** Document section **
(begin)

Not able to find a proper CNN

Question

I am using Keras Tensorflow in Colab and I am working on the oxford_flowers102 dataset. Task is image classification. With quite many categories (102) and not so many images per class. I tried to build different neural networks, starting from simple one to more complex ones, with and without image augmentation, dropout, hyper parameter tuning, batch size adjustment, optimizer adjustment, image resizing size .... however, I was not able to find a good CNN which gives me an accetable val_accuracy and finally a good test accuracy. Up to now my max val_accuracy I was able to get was poor 0.3x. I am pretty sure that it is possible to get better results, I am somehow just not finding the right CNN setup. My code so far:

import tensorflow as tf
from keras.models import Model
import tensorflow_datasets as tfds
import tensorflow_hub as hub

# update colab tensorflow_datasets to current version 3.2.0, 
# otherwise tfds.load will lead to error when trying to load oxford_flowers102 dataset

!pip install tensorflow_datasets --upgrade

# restart runtime

oxford, info = tfds.load("oxford_flowers102", with_info=True, as_supervised=True)

train_data=oxford['train']
test_data=oxford['test']
validation_data=oxford['validation']

IMG_SIZE = 224

def format_example(image, label):
  image = tf.cast(image, tf.float32)
  image = image*1/255.0
  image = tf.image.resize(image, (IMG_SIZE, IMG_SIZE))
  return image, label

train = train_data.map(format_example)
validation = validation_data.map(format_example)
test = test_data.map(format_example)

BATCH_SIZE = 32
SHUFFLE_BUFFER_SIZE = 1000

train_batches = train.shuffle(SHUFFLE_BUFFER_SIZE).batch(BATCH_SIZE)

(end)

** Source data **
(begin)

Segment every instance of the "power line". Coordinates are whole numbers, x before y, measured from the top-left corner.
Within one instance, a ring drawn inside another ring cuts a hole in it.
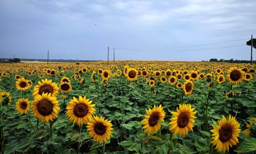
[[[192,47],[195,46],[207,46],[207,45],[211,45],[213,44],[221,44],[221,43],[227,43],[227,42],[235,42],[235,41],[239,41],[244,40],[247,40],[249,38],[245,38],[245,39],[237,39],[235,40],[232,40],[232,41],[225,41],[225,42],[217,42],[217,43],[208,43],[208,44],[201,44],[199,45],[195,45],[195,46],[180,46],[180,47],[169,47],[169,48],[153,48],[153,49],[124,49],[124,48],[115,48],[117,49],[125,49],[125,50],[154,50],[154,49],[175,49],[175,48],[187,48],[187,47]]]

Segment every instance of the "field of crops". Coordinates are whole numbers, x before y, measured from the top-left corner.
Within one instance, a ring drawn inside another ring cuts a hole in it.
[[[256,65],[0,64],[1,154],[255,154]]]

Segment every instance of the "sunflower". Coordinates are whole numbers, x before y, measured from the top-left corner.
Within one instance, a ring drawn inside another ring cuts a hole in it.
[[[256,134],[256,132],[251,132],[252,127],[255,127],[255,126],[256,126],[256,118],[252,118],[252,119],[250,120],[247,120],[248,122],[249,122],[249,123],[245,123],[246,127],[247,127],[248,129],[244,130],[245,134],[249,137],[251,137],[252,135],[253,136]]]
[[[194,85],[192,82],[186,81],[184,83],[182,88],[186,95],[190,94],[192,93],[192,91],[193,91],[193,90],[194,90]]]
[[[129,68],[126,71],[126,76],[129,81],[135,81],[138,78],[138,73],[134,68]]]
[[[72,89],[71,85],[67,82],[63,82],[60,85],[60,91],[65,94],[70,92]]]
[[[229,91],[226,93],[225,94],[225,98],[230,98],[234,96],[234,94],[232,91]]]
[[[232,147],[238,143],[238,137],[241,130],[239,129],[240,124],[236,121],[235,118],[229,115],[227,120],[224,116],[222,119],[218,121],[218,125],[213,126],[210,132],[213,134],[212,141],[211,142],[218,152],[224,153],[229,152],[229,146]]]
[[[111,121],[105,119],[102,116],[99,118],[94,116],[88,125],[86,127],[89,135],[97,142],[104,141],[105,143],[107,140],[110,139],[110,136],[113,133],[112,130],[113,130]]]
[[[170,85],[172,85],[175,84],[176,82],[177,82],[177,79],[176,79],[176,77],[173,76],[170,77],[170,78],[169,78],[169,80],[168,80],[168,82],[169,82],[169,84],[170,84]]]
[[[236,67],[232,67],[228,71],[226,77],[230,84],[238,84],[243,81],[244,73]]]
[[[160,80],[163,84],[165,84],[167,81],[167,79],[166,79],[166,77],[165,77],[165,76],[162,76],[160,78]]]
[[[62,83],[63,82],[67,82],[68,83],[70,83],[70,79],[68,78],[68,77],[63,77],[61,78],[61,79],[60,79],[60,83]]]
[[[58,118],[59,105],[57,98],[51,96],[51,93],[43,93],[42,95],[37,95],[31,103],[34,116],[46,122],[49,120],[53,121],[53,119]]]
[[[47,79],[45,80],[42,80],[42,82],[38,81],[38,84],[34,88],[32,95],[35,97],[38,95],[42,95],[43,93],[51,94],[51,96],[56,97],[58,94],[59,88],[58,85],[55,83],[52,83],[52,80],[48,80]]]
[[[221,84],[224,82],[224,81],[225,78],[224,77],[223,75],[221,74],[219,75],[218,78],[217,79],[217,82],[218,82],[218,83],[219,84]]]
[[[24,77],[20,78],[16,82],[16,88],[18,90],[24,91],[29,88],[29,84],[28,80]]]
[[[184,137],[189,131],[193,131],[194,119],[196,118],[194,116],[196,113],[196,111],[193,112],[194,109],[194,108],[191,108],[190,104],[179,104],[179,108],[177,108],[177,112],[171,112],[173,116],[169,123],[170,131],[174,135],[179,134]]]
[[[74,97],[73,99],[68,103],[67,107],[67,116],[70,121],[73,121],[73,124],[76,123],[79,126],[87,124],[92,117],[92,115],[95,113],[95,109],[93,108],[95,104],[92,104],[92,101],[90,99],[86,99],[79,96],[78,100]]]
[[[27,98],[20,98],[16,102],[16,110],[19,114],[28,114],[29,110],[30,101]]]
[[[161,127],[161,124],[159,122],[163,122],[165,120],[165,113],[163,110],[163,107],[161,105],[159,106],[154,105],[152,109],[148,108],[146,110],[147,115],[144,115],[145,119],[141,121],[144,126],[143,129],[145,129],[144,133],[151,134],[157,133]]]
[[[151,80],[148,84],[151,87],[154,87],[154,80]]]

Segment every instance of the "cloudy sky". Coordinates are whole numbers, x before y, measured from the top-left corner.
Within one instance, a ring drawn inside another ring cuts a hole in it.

(end)

** The tasks **
A. List every module named in an import statement in the code of the CNN question.
B. Pick up the CNN question where its code stops and continue it.

** Answers for this exercise **
A. tensorflow, keras.models, tensorflow_datasets, tensorflow_hub

B.
test_batches = test.batch(BATCH_SIZE)
validation_batches = validation.batch(BATCH_SIZE)

First model I tried:

model = tf.keras.Sequential([
      tf.keras.layers.Conv2D(32, 3, activation='relu', input_shape=(IMG_SIZE, IMG_SIZE, 3)),
      tf.keras.layers.MaxPooling2D(),
      tf.keras.layers.Flatten(),
      tf.keras.layers.Dense(64, activation='relu'),
      tf.keras.layers.Dense(102)
  ])

model.compile(optimizer='adam',
            loss=tf.keras.losses.SparseCategoricalCrossentropy(from_logits=True),
            metrics=['accuracy'])

history = model.fit(train_batches, validation_data=validation_batches, epochs=20)

Epoch 20/20 32/32 [==============================] - 4s 127ms/step - loss: 2.9830 - accuracy: 0.2686 - val_loss: 4.8426 - val_accuracy: 0.0637

When I run it for more epochs, it overfits, val_loss goes up, val_accuracy does not go up.

Second model (very simple one):

model = tf.keras.models.Sequential([
  tf.keras.layers.Flatten(input_shape=(IMG_SIZE, IMG_SIZE, 3)),
  tf.keras.layers.Dense(128,activation='relu'),
  tf.keras.layers.Dense(102)
])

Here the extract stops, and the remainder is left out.